### What you need to do
Only lines containing the word "below" belong in the answer; copy each one from the records.

### Source data
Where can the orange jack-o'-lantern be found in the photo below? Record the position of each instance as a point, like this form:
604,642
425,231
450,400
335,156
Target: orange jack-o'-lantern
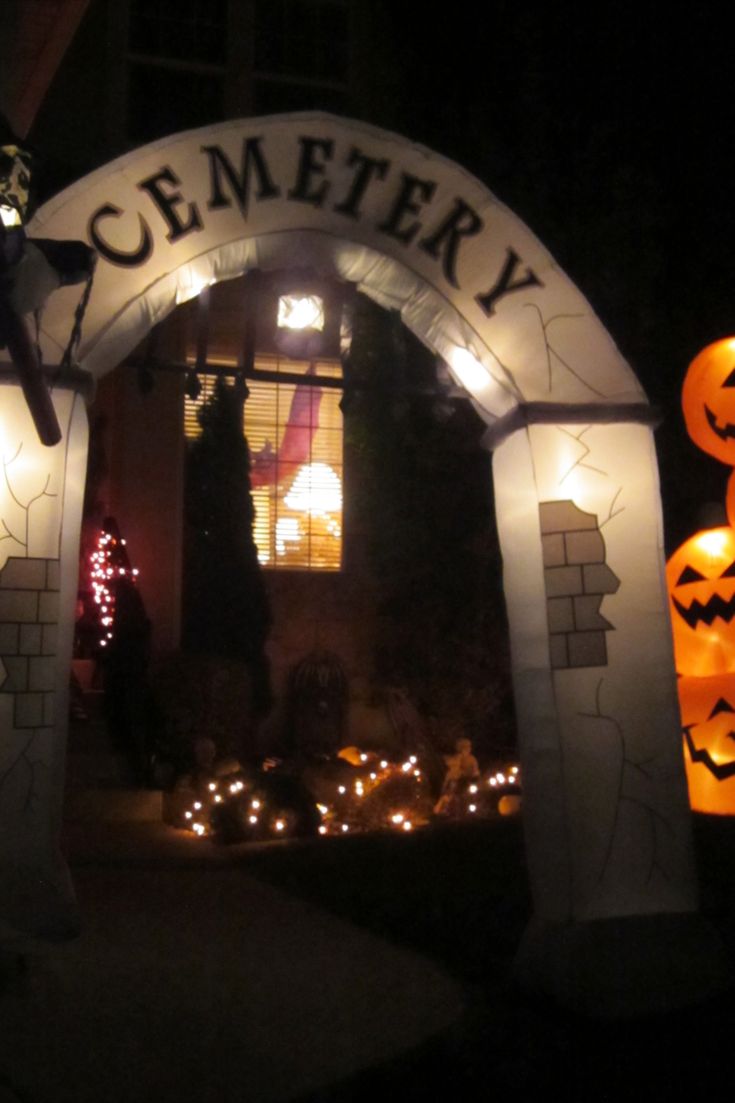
707,399
701,580
707,717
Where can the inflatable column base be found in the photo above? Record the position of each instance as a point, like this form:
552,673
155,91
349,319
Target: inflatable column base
625,966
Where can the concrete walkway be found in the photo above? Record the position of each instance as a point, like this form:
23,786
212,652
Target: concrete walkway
193,982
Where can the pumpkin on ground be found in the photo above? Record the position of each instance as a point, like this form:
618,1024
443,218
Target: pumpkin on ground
701,581
707,399
707,716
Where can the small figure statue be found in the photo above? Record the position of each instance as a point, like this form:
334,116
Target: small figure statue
461,769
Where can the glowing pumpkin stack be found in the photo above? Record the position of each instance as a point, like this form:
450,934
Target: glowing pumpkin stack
701,580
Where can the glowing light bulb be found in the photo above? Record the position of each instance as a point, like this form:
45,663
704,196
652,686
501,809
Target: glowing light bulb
300,312
316,490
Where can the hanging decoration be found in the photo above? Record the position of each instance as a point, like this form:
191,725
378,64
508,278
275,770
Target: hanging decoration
30,271
108,566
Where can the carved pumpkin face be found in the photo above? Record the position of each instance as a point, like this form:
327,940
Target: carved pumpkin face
701,580
707,399
707,717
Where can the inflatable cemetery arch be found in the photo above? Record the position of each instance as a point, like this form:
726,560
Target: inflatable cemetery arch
575,480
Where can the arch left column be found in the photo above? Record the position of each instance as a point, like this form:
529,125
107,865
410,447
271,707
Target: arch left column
41,499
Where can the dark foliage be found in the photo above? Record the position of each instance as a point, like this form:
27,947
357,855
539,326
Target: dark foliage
424,493
226,610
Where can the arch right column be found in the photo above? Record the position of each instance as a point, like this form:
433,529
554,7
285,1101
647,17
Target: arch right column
616,928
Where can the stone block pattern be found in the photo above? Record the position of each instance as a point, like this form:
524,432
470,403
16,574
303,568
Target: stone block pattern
576,579
29,614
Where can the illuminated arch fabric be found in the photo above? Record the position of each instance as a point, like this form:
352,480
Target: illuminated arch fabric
606,814
407,226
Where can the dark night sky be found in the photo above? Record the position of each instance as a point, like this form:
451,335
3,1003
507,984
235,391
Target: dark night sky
610,134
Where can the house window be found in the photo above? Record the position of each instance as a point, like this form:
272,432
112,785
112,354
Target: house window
295,436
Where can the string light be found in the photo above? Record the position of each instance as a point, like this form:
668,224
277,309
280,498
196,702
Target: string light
368,802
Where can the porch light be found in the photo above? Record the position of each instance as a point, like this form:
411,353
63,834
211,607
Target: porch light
9,216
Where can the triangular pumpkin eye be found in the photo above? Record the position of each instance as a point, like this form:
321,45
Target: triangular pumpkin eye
689,575
722,706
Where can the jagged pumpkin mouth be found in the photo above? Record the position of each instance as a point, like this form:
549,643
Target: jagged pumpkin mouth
699,613
725,431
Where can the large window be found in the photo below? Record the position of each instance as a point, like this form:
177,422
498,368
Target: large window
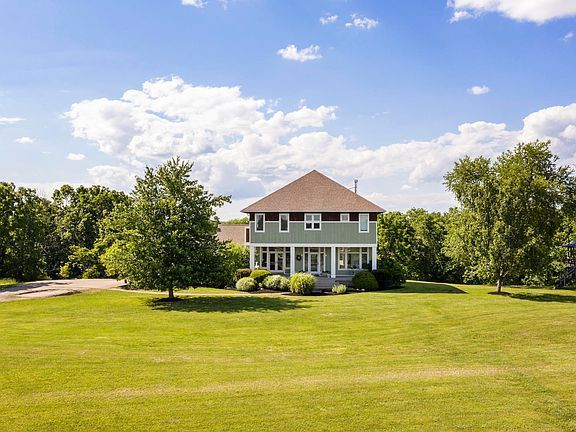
354,258
364,222
260,220
284,222
312,221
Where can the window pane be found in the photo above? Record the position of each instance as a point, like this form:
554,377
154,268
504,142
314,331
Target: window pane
364,223
283,222
259,222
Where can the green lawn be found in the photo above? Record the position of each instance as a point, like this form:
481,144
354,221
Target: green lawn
428,357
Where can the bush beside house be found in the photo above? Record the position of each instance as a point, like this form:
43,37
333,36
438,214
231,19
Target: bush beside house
277,283
247,284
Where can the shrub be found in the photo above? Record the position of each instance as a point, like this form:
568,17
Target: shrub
339,289
246,284
240,273
365,281
277,283
302,283
260,275
389,275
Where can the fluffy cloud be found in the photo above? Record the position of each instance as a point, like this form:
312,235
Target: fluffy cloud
10,120
195,3
328,19
538,11
246,147
478,90
460,16
362,22
75,156
25,140
291,52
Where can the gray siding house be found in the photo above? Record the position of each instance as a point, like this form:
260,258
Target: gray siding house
313,225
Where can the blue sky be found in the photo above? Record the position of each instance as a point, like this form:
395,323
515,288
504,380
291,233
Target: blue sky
398,88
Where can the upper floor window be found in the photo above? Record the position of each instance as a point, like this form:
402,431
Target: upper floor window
284,222
364,222
260,219
312,221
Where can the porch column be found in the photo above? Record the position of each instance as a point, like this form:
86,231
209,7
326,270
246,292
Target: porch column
252,257
333,261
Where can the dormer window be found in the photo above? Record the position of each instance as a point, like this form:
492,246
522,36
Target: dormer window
363,222
312,221
260,220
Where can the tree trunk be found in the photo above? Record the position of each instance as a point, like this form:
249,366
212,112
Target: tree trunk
499,283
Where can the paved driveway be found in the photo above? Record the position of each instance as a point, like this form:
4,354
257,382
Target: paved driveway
55,288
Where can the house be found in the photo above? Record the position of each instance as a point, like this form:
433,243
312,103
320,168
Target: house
313,225
235,233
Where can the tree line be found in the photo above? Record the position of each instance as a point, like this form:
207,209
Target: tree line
513,215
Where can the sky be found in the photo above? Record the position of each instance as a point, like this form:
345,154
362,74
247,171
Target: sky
258,92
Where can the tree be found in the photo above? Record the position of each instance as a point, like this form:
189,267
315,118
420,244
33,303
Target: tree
166,238
78,215
23,227
509,212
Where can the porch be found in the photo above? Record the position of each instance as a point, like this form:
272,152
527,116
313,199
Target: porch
334,261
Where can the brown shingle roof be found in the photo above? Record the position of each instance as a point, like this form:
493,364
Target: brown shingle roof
313,192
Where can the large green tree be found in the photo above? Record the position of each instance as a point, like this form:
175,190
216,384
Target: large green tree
166,237
509,213
24,221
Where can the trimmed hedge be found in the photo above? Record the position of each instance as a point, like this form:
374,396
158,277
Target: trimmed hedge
246,284
260,275
302,283
365,281
339,289
240,273
276,283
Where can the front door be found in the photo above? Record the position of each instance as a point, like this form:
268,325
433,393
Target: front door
314,262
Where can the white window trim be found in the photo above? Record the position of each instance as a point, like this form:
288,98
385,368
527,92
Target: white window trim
280,222
263,222
360,223
313,222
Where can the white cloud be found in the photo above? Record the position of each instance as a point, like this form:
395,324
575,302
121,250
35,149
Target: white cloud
478,90
537,11
25,140
10,120
291,52
328,19
75,156
238,147
195,3
460,16
361,22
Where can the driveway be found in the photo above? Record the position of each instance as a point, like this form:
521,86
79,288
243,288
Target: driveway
42,289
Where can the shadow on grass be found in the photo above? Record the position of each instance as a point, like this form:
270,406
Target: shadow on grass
226,304
427,288
546,298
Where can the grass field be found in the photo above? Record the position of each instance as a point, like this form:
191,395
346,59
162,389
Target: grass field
428,357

### Output
Where can the orange jack-o'-lantern be found in the photo below? Record the position of each instance as a point, like this form:
Where can the large window be found in the photo below? Record the position of each instance as a point, like this form:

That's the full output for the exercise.